**Given text**
____

[Xmca-l] Re: The House of Government
Andy Blunden
andyb@marxists.org
Mon Jun 10 01:11:14 PDT 2019
Die = feminine gender, nominative or accusative case
Der = feminine gender, genitive case (or dative)
------------------------------------------------------------
Andy Blunden
http://www.ethicalpolitics.org/ablunden/index.htm
On 10/06/2019 5:58 pm, David Kellogg wrote:
> (I'm changing the name of this thread, both to reflect the
> content and because I don't think that Wolff-Michael's
> comment on the gender of "Frage" in German is picky at all.)
>
> I think that "The House of Government" is not really an
> instance of ethnography of speech; that is only what in
> the seventeenth century was called a "conceit"--an
> instance of wit that involves unlikely juxtaposition, like
> fleabites and romantic love.
>
> It's really a sustained argument about two propositions
> that the author finds utterly contradictory: that the
> future is somehow in some way already programmed and that
> its realization is still somehow in some way contingent on
> your participation. Both propositions seem very poorly
> framed to me, but I do recognize that frame of mind that
> likes to frame historical problems in these inexplicable,
> inextricable muddles (for example: my sister has just sent
> me an urgent link urging me to give up chocolate in order
> to struggle against child labor in the Ivory Coast--not,
> mind you, in order to lower the price of chocolate!)

____

**Record set**
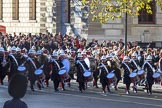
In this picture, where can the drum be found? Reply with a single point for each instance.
(141, 74)
(133, 77)
(38, 72)
(93, 63)
(22, 70)
(157, 77)
(66, 63)
(111, 77)
(63, 74)
(72, 66)
(88, 76)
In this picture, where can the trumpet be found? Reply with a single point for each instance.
(4, 62)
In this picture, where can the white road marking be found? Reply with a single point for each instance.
(98, 98)
(112, 100)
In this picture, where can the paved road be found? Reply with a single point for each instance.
(91, 98)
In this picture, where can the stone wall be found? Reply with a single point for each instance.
(25, 25)
(114, 30)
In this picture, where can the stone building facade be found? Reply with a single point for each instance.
(26, 16)
(145, 28)
(40, 16)
(71, 17)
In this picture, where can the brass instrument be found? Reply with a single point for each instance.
(4, 62)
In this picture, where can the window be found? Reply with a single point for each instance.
(15, 9)
(32, 9)
(1, 9)
(145, 18)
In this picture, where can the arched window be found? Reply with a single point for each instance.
(145, 18)
(32, 9)
(15, 9)
(1, 9)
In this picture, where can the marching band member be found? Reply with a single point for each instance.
(44, 60)
(135, 67)
(81, 67)
(55, 69)
(19, 57)
(3, 65)
(126, 65)
(61, 58)
(103, 72)
(160, 61)
(32, 64)
(149, 67)
(13, 63)
(117, 72)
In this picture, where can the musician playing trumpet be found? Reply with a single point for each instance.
(55, 69)
(149, 67)
(135, 67)
(103, 72)
(81, 67)
(3, 65)
(160, 61)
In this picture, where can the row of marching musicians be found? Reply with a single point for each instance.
(146, 75)
(40, 67)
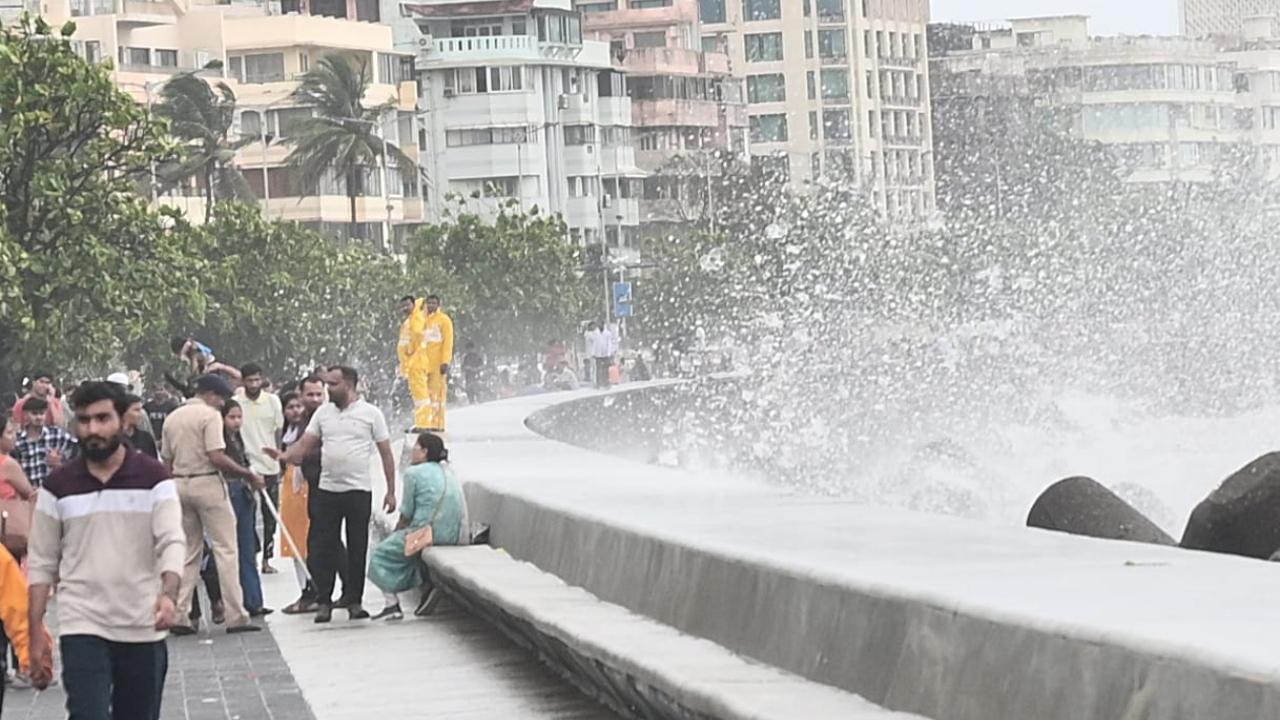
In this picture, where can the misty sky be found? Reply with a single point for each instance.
(1107, 17)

____

**Jobs**
1) In the mailing-list message about "The House of Government," why did David Kellogg rename the thread? Answer in one to three sentences.
2) Go on with the mailing-list message about "The House of Government," starting after its final sentence.
The records have no connection to the text.

**Responses to the tasks**
1) He renamed it to reflect what the discussion was actually about. He also did not think Wolff-Michael's comment on the gender of "Frage" in German was picky at all.

2)
>
> Early on, the author points out how some authors tried
> their best to write revolutionary epics but could not
> resist the lure of irony. This was actually two paths, and
> not one. For the early generation of artists
> (Mayakovsky, Babel), what was involved was adherance to
> the revolutionary camp, a sudden consciousness of the
> religious element of that zeal, and then a very different
> moment of "campiness", a reflective moment we might almost
> call revolutionary perezhivanie. As if through a looking
> glass, the later generation of artists (Shokolov,
> Ostrovsky) took the opposite path: a certain aloofness
> from the events of the revolution, a sudden interest in
> intensive realism, in "permeating art with life", and as a
> result the kind of cynicism that became very explicit and
> very profitable (and which is quite typical of Chinese art
> today).
>
> Something of the sort could also be said about psychology:
> there was a first generation for whom the revolution was
> the moment when humans could exercise rational free will
> over everything from economics to child development, and
> there was a later generation which proceeded the other way
> around, working on lie detectors and programmed learning
> that would allow us to plan the human. Perhaps the real
> dividing line in generations is not when you are born but
> rather when and how you died. I think of Vygotsky (and
> Trotsky) as belonging to the first generation, while Luria
> (and Leontiev) belonged to the second.
>
> (Wolff-Michael: I am still wondering about "der Frage",
> but let me guess--In /Endlösung der Judenfrage,/"der"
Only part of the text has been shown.